(Dataset items)
* * * * * * * * *

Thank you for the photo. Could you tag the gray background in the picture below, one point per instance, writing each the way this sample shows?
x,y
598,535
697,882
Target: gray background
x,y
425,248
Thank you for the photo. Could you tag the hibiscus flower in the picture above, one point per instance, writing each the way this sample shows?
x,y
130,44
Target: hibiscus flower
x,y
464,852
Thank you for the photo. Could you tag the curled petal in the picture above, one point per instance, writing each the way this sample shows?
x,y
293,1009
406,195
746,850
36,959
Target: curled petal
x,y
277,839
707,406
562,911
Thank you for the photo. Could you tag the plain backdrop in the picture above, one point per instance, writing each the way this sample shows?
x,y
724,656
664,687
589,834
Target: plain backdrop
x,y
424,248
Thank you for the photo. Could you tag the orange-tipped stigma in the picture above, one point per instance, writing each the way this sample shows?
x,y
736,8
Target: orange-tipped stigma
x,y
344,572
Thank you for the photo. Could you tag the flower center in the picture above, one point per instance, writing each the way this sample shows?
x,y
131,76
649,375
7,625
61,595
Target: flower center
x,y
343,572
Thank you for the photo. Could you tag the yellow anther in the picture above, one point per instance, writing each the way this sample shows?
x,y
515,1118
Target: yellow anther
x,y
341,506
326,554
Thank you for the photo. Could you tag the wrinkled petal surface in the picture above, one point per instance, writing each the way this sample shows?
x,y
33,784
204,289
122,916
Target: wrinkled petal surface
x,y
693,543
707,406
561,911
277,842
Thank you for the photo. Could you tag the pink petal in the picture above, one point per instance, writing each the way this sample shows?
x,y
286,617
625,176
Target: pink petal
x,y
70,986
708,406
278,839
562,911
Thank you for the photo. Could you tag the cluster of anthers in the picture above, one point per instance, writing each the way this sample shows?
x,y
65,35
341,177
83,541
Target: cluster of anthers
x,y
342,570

* * * * * * * * *

In the records above, how many lines include the string "sample"? Answer with only the number.

10